◆ THE EXERCISE
Reproduce verbatim the lines of the material below, starting at the line that contains "point: black football" and ending with the final line of the material.

:: DATA PROVIDED

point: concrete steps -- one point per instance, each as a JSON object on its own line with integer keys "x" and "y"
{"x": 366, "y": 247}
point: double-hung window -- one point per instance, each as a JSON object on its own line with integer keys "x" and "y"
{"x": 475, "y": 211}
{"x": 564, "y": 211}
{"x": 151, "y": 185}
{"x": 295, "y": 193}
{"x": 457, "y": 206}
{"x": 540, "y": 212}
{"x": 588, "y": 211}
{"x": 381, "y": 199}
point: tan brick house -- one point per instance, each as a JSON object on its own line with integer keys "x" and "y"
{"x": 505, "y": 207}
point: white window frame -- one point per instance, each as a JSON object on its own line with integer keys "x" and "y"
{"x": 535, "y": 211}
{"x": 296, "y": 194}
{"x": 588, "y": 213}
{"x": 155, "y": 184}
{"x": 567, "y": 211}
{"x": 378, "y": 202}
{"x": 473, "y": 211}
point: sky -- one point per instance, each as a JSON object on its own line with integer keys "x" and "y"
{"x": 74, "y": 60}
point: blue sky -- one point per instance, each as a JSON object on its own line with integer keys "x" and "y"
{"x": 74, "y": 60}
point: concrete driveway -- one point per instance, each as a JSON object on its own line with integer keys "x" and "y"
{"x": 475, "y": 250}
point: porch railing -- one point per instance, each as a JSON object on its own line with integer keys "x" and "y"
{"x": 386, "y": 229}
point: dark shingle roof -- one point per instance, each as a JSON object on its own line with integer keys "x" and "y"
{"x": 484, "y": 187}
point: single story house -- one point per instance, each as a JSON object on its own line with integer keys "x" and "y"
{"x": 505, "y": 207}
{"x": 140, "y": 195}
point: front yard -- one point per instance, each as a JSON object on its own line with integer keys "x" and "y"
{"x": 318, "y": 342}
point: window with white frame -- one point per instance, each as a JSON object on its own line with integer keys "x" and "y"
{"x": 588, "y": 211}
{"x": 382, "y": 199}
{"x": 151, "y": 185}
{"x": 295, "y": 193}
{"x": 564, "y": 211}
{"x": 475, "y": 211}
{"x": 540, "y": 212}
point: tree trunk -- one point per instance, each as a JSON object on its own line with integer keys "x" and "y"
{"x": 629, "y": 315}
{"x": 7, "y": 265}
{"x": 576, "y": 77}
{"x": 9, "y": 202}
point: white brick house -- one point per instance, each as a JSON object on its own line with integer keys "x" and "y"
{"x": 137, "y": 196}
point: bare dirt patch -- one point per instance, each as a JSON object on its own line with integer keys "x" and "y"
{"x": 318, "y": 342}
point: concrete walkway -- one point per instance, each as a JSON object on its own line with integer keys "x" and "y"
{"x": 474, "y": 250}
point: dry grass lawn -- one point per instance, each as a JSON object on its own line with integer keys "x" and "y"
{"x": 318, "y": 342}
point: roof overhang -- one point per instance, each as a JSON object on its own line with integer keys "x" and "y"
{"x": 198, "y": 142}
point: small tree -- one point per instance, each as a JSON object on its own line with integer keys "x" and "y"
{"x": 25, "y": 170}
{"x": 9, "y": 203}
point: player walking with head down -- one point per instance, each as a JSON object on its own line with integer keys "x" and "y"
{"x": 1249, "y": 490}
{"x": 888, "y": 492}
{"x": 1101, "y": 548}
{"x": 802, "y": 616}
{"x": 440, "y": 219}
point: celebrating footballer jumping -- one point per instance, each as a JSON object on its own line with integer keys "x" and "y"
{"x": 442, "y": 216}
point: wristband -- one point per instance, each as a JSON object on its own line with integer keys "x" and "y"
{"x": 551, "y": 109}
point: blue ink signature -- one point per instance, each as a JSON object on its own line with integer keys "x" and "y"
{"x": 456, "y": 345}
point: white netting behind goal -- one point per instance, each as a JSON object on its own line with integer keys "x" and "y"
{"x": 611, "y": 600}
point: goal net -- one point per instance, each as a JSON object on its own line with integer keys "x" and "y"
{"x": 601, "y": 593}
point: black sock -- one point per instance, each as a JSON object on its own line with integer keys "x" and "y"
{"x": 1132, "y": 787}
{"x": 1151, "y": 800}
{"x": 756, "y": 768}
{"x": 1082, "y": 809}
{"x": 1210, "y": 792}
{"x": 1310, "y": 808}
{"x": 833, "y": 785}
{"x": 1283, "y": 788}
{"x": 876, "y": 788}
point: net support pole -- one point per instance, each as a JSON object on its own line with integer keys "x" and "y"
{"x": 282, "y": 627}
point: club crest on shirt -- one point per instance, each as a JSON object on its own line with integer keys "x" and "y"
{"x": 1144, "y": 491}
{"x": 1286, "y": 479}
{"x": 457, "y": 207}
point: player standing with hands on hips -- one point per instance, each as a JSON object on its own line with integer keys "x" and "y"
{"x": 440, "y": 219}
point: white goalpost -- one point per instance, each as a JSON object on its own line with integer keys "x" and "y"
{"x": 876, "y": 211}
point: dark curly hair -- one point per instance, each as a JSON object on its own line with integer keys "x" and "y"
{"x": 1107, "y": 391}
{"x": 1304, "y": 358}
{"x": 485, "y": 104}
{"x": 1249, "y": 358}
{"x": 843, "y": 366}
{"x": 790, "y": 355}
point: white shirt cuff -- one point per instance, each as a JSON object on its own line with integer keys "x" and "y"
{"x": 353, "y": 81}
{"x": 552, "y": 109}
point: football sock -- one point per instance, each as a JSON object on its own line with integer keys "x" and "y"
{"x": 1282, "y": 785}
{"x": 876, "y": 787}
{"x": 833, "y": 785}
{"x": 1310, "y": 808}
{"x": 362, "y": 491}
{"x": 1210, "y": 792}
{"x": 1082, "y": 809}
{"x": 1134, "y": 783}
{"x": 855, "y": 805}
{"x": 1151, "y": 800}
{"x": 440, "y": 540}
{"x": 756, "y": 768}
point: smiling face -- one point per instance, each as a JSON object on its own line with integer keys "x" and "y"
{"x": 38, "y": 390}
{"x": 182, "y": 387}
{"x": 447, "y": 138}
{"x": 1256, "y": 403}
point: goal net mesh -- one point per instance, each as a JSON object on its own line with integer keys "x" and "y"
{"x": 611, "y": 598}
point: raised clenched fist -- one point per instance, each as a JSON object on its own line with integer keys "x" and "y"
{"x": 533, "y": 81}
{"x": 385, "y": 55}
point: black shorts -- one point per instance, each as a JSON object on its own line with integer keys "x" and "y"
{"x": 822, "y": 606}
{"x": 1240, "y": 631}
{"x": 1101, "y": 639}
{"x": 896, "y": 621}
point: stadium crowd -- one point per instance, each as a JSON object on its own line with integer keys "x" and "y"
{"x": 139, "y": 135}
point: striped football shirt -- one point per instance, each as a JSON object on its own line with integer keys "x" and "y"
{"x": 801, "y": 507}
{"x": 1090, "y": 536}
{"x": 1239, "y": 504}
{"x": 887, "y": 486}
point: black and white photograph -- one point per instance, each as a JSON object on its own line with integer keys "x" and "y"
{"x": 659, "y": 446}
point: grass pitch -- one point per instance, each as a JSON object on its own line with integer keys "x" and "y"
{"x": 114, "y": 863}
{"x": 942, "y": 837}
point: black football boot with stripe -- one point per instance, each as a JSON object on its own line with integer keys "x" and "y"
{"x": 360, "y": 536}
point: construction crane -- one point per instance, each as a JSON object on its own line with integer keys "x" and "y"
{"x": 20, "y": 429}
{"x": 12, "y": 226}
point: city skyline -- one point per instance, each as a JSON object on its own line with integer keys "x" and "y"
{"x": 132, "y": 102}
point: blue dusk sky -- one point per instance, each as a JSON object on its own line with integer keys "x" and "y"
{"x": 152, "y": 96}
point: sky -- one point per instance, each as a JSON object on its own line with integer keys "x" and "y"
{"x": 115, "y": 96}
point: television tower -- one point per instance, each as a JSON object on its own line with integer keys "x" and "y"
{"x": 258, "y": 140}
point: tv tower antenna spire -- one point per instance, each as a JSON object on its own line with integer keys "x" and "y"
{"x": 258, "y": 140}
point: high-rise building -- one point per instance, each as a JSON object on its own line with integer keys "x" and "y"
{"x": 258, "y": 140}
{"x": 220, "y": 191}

::::

◆ OUTPUT FOR THIS TASK
point: black football boot with stripe -- one point per instance, each as a JSON object on its own line with integer keys "x" and "y"
{"x": 360, "y": 536}
point: construction crane -- one point per instance, each as a JSON object on its own line with integer keys "x" and "y"
{"x": 20, "y": 429}
{"x": 12, "y": 226}
point: city skyline -- one point per instance, each as a JSON object on its own line with integer keys "x" and "y"
{"x": 132, "y": 102}
point: blue dusk sky -- one point per instance, each as a JSON object on its own line with integer keys "x" and "y"
{"x": 152, "y": 96}
point: sky -- one point per instance, each as a JSON object on its own line with integer keys "x" and "y"
{"x": 115, "y": 96}
point: television tower -- one point per instance, each as a JSON object on its own line with integer keys "x" and "y"
{"x": 258, "y": 140}
point: tv tower antenna spire -- one point per instance, each as a JSON object on its own line with integer keys "x" and "y"
{"x": 258, "y": 140}
point: high-rise building -- one point per instance, each as a JSON object on its own line with integer keys "x" and "y"
{"x": 258, "y": 140}
{"x": 220, "y": 191}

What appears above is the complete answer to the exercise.